What the exercise asks:
Write out the listing below exactly, and omit any images you find in it.

(Part of a data file)
________________________
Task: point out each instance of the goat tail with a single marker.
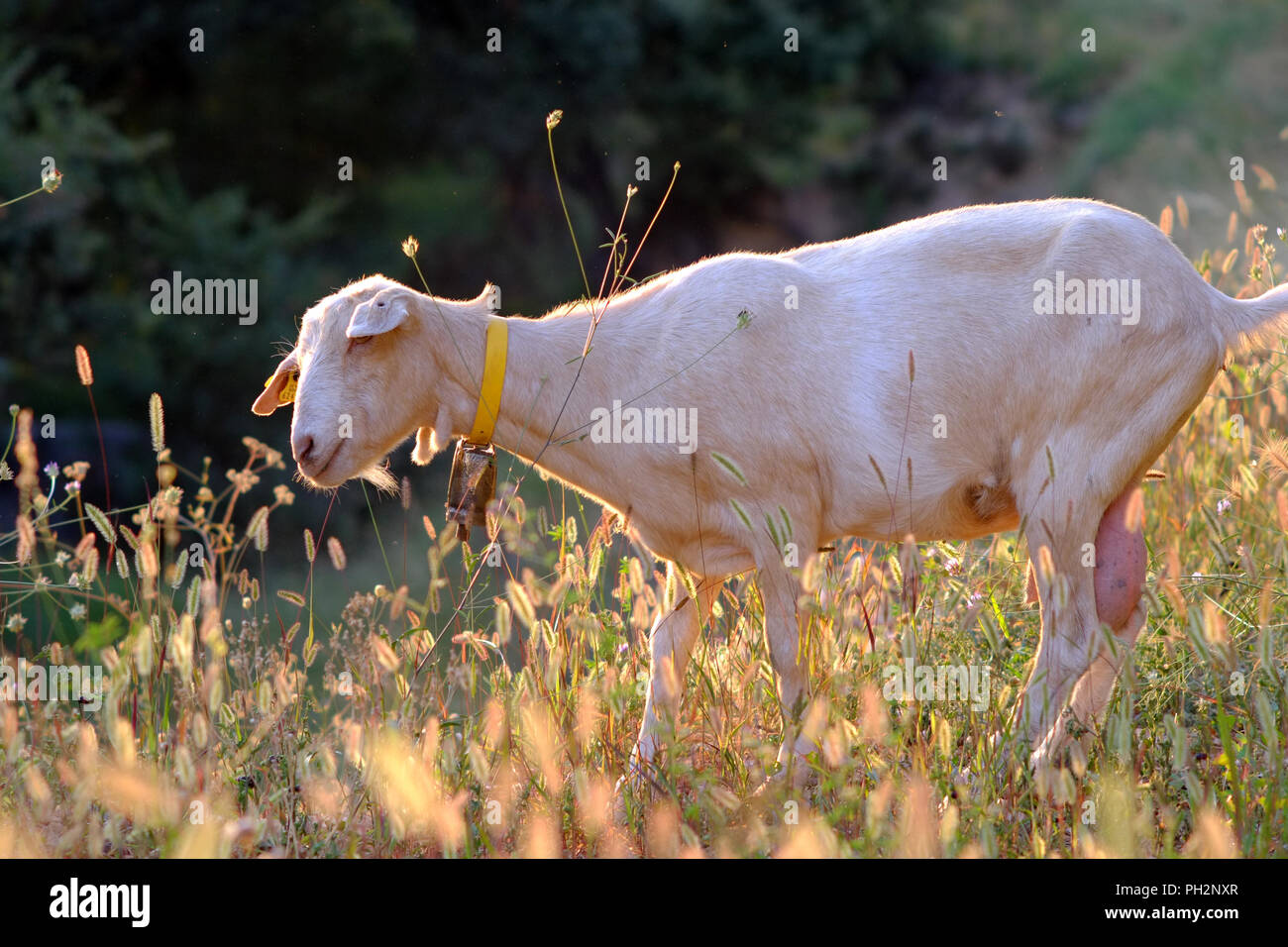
(1257, 322)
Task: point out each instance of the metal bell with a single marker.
(471, 487)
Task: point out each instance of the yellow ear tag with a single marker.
(287, 394)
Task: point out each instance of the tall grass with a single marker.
(490, 710)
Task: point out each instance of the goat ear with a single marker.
(377, 316)
(278, 389)
(426, 446)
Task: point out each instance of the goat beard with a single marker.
(380, 478)
(428, 442)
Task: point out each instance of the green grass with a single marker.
(488, 711)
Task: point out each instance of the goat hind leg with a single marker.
(1120, 578)
(670, 647)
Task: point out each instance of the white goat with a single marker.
(1057, 347)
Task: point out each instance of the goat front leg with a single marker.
(670, 647)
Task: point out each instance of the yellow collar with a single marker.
(493, 380)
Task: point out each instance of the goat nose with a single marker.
(301, 446)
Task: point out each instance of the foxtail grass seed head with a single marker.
(336, 552)
(82, 367)
(156, 420)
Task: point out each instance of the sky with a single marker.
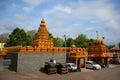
(64, 17)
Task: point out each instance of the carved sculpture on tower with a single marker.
(42, 37)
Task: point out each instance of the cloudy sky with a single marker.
(70, 17)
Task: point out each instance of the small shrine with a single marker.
(98, 52)
(78, 56)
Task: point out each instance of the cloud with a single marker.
(31, 4)
(57, 9)
(22, 17)
(7, 27)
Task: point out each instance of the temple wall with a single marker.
(22, 62)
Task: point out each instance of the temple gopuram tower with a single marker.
(42, 38)
(98, 52)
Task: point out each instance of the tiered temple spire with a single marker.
(42, 37)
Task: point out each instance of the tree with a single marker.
(3, 37)
(70, 42)
(18, 38)
(110, 46)
(82, 41)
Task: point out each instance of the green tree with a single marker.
(18, 37)
(82, 41)
(3, 37)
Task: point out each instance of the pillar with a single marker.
(84, 62)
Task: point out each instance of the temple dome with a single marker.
(98, 42)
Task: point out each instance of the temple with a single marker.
(27, 58)
(42, 38)
(98, 52)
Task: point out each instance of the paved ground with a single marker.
(111, 73)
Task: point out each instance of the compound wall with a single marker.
(22, 62)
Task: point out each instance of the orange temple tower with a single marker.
(98, 52)
(42, 38)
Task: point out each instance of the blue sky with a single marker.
(70, 17)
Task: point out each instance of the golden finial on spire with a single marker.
(97, 34)
(43, 23)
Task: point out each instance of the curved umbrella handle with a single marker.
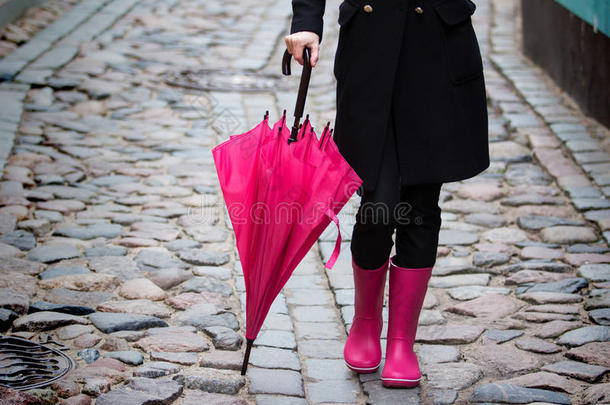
(335, 255)
(303, 87)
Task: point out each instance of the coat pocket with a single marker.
(461, 45)
(347, 10)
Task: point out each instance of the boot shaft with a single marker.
(369, 289)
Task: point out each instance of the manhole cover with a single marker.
(26, 365)
(226, 80)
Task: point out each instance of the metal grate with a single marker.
(226, 80)
(26, 365)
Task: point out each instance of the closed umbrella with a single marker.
(282, 188)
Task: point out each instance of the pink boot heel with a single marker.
(362, 350)
(407, 291)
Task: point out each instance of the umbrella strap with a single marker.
(333, 257)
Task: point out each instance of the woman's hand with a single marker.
(298, 41)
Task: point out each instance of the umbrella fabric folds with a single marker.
(282, 188)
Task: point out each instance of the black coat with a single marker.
(420, 57)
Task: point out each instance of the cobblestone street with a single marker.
(115, 241)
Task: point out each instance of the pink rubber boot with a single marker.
(407, 291)
(362, 350)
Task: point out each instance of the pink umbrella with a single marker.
(282, 188)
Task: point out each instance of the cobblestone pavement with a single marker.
(31, 23)
(115, 241)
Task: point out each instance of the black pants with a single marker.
(411, 210)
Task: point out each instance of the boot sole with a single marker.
(399, 382)
(363, 370)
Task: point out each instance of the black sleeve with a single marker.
(307, 16)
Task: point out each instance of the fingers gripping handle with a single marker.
(303, 87)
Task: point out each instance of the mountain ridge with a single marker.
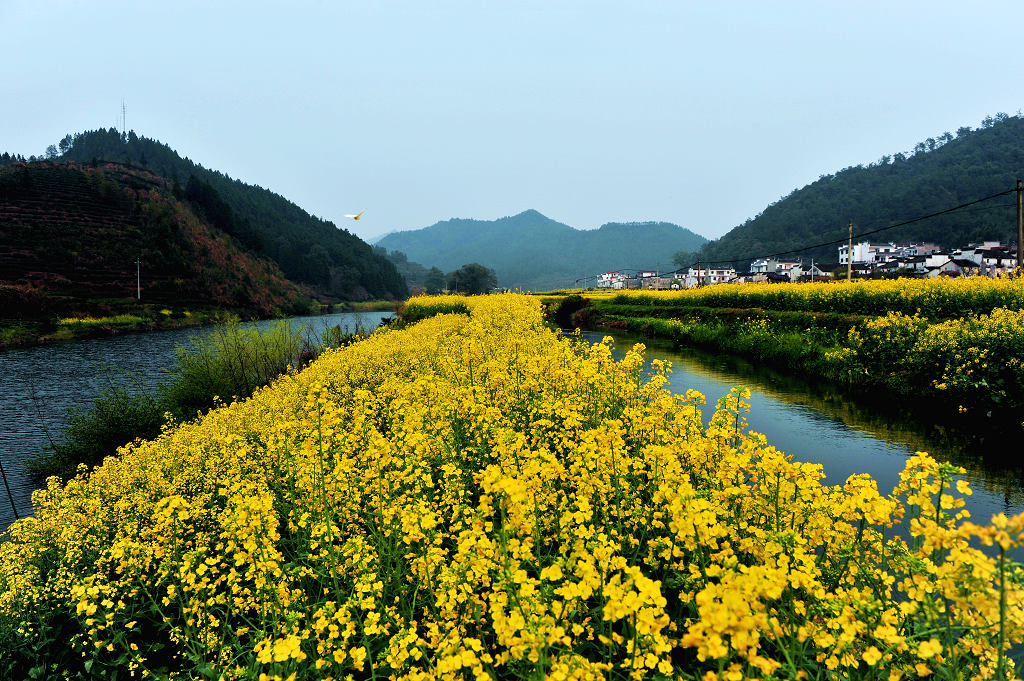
(940, 173)
(530, 251)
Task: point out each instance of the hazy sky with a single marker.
(698, 114)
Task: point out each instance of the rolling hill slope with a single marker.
(530, 251)
(941, 172)
(71, 235)
(308, 250)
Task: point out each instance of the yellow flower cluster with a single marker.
(477, 497)
(929, 297)
(978, 357)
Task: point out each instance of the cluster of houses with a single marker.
(868, 260)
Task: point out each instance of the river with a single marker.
(817, 422)
(811, 420)
(40, 384)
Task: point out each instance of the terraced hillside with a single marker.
(74, 232)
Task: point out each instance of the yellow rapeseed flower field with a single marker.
(478, 497)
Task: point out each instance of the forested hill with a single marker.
(532, 252)
(307, 249)
(71, 236)
(939, 173)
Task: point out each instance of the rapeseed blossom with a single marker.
(478, 497)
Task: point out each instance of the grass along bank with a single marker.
(228, 362)
(961, 341)
(479, 497)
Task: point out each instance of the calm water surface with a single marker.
(810, 420)
(38, 385)
(817, 423)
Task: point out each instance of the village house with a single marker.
________________________
Exercise result:
Task: point out each instance of the goat tail with a single marker.
(1257, 322)
Task: point out each instance of the metal bell with a single marker.
(471, 487)
Task: point out each instance of the yellow ear tag with a single marker.
(287, 394)
Task: point out each instance of the tall grass with a single marker.
(490, 710)
Task: point out each instance of the goat ear with a single marker.
(377, 316)
(278, 389)
(426, 446)
Task: point out each instance of the goat beard with a single marker.
(380, 478)
(428, 442)
Task: point out each instance of the green grass with a single marker.
(488, 711)
Task: point out each instance of the goat hind leg with a single marker.
(1120, 578)
(670, 647)
Task: point out each instance of the white goat with a single marker.
(1057, 347)
Task: point out each instance of the goat front leg with a single marker.
(670, 647)
Task: point out each instance of the yellow collar with a single marker.
(493, 380)
Task: point out each instance of the goat nose with a single marker.
(301, 446)
Task: point out each instance of the foxtail grass seed head with a single marker.
(336, 552)
(82, 367)
(156, 420)
Task: point out each instance of the sky with a single marker.
(64, 17)
Task: point out each instance of the carved sculpture on tower with a single marker.
(42, 37)
Task: point out each instance of the cloudy sky with a single marker.
(70, 17)
Task: point out each instance of the small shrine with a single marker.
(98, 52)
(78, 56)
Task: point out each instance of the cloud with a single marker.
(31, 4)
(57, 9)
(22, 17)
(7, 27)
Task: point out each instance of the temple wall with a single marker.
(22, 62)
Task: point out each instance of the temple gopuram tower with a single marker.
(42, 38)
(98, 52)
Task: point out each instance of the tiered temple spire with a single marker.
(42, 37)
Task: point out each instance of the tree with a single marker.
(3, 37)
(70, 42)
(18, 38)
(110, 46)
(82, 41)
Task: point out each instance of the green tree with a single marker.
(18, 37)
(82, 41)
(3, 37)
Task: point out each instance of the pillar with a single marker.
(84, 62)
Task: point out each instance of the temple dome with a single marker.
(98, 42)
Task: point out each instance of the temple with a single marker.
(27, 58)
(42, 38)
(98, 52)
Task: point out each instance of the paved ground with a single marker.
(111, 73)
Task: point out each instance of the compound wall with a single marker.
(22, 62)
Task: point out each instance of the orange temple tower with a single marker.
(98, 52)
(42, 38)
Task: point out each instance of the blue sky with a single marker.
(70, 17)
Task: point out each instance of the golden finial on spire with a single marker.
(97, 34)
(43, 23)
Task: point out each instance of the curved umbrella handle with a single marker.
(335, 255)
(303, 87)
Task: point out each instance of the coat pocket with a single marker.
(461, 45)
(347, 10)
Task: point out each instance of the boot shaft with a single marker.
(369, 289)
Task: point out each instance of the manhole cover with a single marker.
(26, 365)
(226, 80)
Task: point out each instance of the metal grate with a single marker.
(226, 80)
(26, 365)
Task: point out each instance of the closed umbrella with a single marker.
(282, 188)
Task: point out each instance of the pink boot heel with a single marker.
(362, 350)
(407, 291)
Task: point out each instance of the umbrella strap with a single marker.
(333, 257)
Task: point out each instance of the woman's hand with a single marker.
(298, 41)
Task: point out each instance of the umbrella fabric folds with a single marker.
(282, 188)
Task: point out each instance of the black coat with a single marker.
(420, 57)
Task: point out each instance of the cobblestone street with a single marker.
(115, 241)
Task: point out each instance of the pink rubber boot with a single marker.
(407, 291)
(362, 350)
Task: point out each instance of the pink umbrella with a single marker.
(282, 188)
Task: point out each instance of the cobblestone pavement with a single marker.
(31, 23)
(115, 241)
Task: point out each instance of the black pants with a single marker.
(411, 210)
Task: point out each instance of the boot sole with a single marker.
(399, 382)
(363, 370)
Task: point out each instance of the black sleeve with a single marker.
(307, 16)
Task: point out each instance of the fingers gripping handle with a single marker.
(303, 87)
Task: point out each instance of the mountain ridge with a single marker.
(940, 173)
(530, 251)
Task: point out each instance of the hazy sky with a single marker.
(698, 114)
Task: point out each instance of the rolling hill slope with a single marker.
(530, 251)
(941, 172)
(71, 235)
(308, 250)
Task: point out each instance of the yellow flower cluster with a single marker.
(477, 497)
(929, 297)
(978, 357)
Task: point out each instance of the cluster of houses with a single marker.
(868, 260)
Task: point out each instance of the river with a single marker.
(817, 422)
(811, 420)
(40, 384)
Task: point out each instance of the terraced hillside with a single marker.
(74, 232)
Task: point out each instance of the yellow rapeseed flower field with a single marker.
(478, 497)
Task: point out each instance of the forested hill with a single marker.
(532, 252)
(307, 249)
(71, 236)
(939, 173)
Task: point out each instance of the rapeseed blossom with a single marker.
(478, 497)
Task: point out each instance of the grass along bank with a single marker.
(228, 362)
(961, 341)
(479, 497)
Task: point out each instance of the calm water surface with a single marker.
(810, 420)
(38, 385)
(817, 423)
Task: point out each instance of the village house with a single marker.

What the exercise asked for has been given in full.